* [THE PROBLEM]
Report how many lines of the data contain the string "white". Add nothing.
"""
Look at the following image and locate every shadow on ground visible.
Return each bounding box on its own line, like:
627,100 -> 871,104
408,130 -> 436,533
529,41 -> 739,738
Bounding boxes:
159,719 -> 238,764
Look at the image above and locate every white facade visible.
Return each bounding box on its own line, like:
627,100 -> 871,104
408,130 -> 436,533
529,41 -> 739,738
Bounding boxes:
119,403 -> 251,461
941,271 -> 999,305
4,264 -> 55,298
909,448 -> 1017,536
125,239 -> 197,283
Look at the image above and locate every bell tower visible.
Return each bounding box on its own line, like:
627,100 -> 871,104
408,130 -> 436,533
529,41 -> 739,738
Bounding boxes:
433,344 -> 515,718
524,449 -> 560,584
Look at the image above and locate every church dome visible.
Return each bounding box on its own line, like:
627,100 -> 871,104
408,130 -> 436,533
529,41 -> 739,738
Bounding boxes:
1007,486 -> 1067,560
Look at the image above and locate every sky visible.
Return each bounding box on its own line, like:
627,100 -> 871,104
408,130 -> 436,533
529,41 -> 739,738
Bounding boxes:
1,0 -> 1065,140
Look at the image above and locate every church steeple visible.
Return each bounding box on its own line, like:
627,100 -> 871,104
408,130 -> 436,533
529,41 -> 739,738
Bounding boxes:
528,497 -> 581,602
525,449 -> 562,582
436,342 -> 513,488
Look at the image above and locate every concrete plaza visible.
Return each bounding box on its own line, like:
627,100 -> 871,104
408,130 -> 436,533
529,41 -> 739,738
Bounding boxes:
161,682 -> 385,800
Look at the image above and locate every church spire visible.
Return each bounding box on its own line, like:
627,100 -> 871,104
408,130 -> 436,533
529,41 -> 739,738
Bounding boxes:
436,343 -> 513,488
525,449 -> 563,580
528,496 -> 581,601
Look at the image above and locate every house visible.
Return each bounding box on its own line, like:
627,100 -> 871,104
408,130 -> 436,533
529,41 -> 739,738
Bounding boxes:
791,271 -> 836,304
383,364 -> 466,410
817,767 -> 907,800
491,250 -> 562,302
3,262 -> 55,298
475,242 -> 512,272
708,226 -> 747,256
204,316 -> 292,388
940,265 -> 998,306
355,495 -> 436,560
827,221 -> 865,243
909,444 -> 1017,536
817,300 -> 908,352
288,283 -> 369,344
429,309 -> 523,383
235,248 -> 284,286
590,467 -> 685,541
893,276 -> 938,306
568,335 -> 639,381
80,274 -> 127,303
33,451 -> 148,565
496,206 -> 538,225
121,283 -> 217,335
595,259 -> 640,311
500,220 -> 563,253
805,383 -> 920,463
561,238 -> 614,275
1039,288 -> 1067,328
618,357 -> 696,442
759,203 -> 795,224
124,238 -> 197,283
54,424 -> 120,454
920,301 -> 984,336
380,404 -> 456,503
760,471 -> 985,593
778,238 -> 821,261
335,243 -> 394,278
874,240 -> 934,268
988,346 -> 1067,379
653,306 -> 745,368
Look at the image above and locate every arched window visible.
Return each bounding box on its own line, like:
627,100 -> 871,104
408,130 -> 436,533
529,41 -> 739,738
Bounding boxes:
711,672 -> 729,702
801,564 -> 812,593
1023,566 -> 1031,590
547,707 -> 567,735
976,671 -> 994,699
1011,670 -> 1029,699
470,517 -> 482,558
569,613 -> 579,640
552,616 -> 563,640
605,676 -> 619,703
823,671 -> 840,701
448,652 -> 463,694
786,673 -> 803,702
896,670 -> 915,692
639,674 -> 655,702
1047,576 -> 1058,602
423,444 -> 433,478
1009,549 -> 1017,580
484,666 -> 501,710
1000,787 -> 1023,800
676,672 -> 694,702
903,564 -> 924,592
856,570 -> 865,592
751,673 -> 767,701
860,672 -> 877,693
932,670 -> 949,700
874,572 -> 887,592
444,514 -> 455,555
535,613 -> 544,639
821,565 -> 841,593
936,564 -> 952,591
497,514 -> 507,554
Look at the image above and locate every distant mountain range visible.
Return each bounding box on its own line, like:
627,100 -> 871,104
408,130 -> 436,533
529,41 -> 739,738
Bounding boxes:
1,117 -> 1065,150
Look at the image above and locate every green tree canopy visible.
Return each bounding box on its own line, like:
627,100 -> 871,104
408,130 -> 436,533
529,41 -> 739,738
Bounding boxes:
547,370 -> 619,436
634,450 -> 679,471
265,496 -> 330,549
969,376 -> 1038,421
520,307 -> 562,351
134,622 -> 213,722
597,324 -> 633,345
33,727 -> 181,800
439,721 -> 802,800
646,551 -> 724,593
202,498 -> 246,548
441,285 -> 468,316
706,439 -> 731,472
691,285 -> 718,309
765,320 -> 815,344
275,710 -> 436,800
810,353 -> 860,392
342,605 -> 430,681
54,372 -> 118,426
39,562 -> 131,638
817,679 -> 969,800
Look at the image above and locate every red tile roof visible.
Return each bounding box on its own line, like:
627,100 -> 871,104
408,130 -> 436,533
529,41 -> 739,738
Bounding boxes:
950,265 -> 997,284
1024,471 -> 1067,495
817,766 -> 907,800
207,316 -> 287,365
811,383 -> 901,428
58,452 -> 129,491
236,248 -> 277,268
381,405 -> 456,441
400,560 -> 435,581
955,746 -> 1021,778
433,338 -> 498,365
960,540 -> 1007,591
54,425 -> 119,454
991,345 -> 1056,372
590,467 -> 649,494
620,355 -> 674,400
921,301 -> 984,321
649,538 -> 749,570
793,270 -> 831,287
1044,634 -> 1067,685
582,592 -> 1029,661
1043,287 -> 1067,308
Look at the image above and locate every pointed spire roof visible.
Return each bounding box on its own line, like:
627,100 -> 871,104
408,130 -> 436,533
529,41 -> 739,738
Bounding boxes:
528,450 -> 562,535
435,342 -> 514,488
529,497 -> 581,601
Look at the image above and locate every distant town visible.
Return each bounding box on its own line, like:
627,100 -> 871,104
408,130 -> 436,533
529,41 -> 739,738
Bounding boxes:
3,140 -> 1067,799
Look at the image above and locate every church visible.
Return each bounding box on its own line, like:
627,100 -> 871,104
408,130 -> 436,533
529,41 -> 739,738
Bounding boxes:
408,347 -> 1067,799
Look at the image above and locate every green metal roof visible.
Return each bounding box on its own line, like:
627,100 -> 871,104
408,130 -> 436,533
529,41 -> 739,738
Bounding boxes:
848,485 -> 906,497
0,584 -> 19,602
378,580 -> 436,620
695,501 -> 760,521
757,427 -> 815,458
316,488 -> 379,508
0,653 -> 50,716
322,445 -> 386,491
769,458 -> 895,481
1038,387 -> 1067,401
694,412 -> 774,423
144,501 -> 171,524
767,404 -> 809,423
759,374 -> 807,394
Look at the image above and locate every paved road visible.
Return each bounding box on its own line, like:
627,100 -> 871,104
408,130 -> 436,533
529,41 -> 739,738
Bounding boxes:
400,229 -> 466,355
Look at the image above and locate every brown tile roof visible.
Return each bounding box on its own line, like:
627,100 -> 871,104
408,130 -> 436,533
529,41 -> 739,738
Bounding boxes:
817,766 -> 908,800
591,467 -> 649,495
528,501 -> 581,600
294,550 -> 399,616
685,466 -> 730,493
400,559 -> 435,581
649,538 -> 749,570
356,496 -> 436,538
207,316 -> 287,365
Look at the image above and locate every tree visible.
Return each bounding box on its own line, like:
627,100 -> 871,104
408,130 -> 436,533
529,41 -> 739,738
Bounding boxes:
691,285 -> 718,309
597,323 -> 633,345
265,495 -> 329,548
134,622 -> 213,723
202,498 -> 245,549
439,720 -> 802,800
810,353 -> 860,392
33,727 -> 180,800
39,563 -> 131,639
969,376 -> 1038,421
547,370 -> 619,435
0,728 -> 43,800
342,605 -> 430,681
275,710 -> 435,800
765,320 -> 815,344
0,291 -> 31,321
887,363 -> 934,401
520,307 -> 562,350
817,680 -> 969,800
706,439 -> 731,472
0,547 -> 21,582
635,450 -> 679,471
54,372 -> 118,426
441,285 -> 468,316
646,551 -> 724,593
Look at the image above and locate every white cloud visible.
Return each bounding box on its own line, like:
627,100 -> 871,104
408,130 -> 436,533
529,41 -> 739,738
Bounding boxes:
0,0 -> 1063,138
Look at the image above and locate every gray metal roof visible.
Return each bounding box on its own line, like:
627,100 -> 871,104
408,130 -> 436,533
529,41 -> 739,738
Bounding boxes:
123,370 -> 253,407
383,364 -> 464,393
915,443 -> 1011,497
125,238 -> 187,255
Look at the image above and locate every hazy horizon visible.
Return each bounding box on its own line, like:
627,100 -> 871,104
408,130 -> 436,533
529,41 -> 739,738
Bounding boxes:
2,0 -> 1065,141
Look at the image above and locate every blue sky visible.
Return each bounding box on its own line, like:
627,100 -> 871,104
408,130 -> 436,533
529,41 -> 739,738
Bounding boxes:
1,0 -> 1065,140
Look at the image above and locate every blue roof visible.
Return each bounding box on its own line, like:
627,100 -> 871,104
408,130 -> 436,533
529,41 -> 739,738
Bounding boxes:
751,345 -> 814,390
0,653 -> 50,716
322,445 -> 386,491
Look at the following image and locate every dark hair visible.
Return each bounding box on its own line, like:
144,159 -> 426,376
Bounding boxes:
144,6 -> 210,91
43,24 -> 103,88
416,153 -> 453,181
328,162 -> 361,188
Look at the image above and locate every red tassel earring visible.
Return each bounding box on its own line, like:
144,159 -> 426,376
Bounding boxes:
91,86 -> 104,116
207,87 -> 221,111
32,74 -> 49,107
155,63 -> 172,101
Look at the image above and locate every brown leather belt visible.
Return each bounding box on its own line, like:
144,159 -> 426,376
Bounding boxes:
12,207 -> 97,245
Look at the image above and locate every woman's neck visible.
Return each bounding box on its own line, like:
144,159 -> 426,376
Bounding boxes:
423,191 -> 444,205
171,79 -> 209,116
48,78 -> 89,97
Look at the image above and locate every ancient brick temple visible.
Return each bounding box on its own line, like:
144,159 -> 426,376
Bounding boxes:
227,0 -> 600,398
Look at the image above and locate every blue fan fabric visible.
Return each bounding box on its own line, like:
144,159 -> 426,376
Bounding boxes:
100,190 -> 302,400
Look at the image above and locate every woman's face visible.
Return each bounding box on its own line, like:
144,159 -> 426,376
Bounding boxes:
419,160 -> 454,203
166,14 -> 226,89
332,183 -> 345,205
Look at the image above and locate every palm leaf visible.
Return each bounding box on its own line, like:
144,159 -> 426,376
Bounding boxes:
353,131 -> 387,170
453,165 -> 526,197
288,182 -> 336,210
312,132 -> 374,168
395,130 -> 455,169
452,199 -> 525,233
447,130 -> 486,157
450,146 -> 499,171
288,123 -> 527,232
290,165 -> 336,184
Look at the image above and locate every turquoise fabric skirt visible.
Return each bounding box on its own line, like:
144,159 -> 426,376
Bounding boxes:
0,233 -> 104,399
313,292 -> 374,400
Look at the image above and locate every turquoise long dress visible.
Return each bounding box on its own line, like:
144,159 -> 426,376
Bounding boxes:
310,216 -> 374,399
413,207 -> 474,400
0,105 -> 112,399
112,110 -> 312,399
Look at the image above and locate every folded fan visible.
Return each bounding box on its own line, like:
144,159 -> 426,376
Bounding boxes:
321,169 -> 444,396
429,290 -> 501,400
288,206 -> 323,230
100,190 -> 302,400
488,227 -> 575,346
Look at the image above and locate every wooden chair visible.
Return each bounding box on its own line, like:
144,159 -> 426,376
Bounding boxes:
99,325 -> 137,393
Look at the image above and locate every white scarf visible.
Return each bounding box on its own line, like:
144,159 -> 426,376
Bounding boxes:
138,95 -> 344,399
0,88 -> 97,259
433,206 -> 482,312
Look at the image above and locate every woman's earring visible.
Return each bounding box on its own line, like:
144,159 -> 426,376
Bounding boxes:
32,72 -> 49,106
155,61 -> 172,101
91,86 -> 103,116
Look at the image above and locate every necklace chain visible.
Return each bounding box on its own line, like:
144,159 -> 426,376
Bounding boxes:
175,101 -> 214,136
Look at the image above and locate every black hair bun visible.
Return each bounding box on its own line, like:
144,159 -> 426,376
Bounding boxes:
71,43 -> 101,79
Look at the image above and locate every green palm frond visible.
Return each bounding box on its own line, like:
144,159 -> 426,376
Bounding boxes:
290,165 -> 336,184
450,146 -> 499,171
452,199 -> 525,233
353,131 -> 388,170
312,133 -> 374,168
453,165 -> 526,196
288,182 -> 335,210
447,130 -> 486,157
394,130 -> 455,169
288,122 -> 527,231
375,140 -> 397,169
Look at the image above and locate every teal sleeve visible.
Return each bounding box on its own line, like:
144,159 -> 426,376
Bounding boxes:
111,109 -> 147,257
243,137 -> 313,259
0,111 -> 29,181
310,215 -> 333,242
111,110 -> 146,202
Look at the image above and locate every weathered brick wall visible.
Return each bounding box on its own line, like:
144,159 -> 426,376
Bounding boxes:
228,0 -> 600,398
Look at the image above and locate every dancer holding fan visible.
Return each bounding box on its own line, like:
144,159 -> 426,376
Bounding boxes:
"""
* [TASK ANSWER]
3